*Written instruction:*
Swap "metal" for "steel" in the material, starting with the line containing "of the orange" and going on through the end. Return only that stretch, with everything else left unchanged.

-- start of Data entries --

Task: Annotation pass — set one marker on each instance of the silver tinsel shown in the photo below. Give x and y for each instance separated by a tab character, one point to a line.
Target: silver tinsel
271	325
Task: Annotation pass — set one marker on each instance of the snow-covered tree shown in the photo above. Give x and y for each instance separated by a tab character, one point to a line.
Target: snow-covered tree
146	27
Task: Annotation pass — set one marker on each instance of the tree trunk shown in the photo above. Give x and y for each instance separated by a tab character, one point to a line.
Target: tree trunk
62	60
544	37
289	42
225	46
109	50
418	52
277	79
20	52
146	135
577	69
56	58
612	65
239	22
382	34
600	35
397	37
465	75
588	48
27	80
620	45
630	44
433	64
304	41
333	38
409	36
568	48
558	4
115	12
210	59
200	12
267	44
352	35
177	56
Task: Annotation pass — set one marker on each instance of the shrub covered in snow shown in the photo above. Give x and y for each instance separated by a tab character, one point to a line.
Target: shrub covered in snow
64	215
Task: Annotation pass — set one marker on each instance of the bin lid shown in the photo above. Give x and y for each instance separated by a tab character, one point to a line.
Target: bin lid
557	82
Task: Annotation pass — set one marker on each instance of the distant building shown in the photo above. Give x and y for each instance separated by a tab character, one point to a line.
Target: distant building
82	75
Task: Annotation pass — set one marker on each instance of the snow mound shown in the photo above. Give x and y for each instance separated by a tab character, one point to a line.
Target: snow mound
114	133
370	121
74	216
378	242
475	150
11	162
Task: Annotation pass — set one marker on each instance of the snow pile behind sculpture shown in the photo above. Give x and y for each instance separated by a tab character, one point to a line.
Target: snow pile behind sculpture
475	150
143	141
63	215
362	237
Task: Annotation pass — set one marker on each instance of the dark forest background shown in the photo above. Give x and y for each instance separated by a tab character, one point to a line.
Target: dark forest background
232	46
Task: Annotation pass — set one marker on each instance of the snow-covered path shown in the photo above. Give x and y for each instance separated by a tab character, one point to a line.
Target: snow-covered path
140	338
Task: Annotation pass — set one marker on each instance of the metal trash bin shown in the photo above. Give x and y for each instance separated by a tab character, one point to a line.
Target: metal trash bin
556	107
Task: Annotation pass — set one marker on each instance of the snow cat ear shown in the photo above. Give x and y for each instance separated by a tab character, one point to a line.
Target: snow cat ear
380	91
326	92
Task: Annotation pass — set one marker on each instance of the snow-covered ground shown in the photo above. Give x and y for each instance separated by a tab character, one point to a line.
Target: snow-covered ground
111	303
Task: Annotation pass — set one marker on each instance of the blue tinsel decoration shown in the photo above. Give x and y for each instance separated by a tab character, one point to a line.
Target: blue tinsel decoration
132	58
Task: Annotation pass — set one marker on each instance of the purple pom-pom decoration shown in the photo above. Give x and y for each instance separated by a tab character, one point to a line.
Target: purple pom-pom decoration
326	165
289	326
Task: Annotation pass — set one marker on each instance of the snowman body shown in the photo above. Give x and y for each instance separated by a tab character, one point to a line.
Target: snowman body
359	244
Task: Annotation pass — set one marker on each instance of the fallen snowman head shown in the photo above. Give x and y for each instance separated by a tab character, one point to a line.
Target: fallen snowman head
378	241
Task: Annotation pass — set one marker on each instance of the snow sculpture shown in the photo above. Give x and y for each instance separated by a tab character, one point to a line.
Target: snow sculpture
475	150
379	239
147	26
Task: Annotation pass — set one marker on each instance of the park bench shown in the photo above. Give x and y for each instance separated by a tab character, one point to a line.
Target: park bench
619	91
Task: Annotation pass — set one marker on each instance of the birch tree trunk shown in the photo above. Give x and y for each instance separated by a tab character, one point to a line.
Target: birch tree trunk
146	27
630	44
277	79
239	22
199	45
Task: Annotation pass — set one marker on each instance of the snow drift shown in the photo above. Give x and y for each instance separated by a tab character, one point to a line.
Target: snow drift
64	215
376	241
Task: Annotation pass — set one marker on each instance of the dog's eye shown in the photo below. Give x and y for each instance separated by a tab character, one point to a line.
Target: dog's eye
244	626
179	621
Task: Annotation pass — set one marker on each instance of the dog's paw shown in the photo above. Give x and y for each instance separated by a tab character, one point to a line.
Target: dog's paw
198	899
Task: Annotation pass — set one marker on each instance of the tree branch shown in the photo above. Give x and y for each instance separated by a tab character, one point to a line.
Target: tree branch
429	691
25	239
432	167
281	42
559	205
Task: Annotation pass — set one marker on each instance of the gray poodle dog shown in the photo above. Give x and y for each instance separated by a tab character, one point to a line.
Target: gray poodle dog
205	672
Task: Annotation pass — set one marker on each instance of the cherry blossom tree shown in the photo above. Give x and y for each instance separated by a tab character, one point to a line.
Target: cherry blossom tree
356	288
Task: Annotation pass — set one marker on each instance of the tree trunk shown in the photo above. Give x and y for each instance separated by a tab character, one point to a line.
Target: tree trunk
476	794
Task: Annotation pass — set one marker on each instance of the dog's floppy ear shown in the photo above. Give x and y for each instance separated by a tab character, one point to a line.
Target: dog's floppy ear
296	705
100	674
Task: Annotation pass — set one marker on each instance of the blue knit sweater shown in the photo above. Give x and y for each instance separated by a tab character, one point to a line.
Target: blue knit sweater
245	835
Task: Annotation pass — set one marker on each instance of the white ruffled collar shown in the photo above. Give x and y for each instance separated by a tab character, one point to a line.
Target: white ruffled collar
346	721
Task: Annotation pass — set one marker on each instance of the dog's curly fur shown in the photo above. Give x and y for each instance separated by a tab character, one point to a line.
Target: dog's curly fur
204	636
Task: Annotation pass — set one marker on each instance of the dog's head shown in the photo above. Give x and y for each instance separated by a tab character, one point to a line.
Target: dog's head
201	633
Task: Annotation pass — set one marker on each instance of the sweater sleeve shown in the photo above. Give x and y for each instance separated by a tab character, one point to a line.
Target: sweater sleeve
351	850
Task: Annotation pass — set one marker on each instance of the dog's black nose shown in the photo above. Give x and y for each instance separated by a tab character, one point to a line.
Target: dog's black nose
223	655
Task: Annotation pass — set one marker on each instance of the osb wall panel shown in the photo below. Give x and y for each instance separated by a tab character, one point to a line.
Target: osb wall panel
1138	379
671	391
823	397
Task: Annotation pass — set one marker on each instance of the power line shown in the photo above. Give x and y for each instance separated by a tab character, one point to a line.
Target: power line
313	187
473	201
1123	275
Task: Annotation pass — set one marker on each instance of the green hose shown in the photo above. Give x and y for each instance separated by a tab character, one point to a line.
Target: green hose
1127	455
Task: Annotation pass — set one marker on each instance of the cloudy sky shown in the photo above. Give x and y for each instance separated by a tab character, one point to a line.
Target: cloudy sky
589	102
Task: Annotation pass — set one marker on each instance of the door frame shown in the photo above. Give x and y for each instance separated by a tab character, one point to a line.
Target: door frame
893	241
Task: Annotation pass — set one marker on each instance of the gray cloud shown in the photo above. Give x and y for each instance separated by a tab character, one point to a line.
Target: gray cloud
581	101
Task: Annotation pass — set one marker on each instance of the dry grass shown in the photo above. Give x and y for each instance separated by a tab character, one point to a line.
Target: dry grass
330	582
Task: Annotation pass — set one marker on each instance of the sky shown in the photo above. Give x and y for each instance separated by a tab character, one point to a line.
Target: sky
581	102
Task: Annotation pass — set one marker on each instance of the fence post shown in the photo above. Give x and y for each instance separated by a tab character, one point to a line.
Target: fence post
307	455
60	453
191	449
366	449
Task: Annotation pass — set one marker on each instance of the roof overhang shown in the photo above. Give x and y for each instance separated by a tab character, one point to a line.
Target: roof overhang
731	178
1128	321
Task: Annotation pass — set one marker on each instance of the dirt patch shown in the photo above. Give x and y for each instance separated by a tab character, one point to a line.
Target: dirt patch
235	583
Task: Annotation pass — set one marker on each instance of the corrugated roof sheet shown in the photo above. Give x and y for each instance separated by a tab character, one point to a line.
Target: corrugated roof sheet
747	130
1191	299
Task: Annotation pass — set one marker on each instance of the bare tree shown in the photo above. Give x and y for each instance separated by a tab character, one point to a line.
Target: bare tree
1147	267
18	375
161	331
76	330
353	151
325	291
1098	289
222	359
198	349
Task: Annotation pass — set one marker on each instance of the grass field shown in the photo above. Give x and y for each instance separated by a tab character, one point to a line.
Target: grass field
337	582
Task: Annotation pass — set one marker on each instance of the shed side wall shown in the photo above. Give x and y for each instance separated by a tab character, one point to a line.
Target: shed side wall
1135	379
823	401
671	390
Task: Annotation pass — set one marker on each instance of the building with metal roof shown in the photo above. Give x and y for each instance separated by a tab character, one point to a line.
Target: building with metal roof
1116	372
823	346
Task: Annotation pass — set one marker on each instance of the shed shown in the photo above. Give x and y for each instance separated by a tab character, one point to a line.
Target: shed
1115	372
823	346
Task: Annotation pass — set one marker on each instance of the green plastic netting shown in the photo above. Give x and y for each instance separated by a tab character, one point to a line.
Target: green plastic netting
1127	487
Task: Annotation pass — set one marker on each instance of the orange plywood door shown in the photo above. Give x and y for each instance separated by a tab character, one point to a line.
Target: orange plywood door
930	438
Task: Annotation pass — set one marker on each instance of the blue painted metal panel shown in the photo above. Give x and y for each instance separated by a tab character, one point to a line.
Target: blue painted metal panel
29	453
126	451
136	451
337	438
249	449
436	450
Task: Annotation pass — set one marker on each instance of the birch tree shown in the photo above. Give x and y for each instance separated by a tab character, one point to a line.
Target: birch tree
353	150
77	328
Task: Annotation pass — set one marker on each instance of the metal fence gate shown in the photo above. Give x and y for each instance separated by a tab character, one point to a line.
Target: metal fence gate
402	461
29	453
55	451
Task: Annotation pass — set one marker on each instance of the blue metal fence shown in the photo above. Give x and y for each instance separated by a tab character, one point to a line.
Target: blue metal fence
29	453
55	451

-- end of Data entries --

*Solution to this task:*
Task: Annotation pass — set one marker on each instance of the orange plywood door shown in the photo above. Give x and y for each instance separated by a tab character, one point to a line.
Target: orange plywood door
930	438
Task: Annotation pass — set one marker on each instance of the blue painted steel panel shown in the photo above. Give x and y for each instance separated by a tab character, one point to a line.
Target: blue painted steel panel
29	453
126	451
136	451
337	438
249	449
436	450
Task: Annotation pass — set one marker on each instance of the birch tree shown in the photo above. Give x and y for each instance separated by a tab character, one point to a line.
Target: birch tree
353	150
77	328
Task: Annotation pass — set one marker on each instance of the steel fence gate shown in the photo above. Give x and y for each instance separated by a tab character, one point to a line.
Target: steel fence gate
402	461
29	453
55	451
Task: Annotation pass — set one marker on each instance of the blue steel fence shown in the photo above. Give x and y for each instance separated by a tab character, one point to a line.
Target: blue steel fence
29	453
55	451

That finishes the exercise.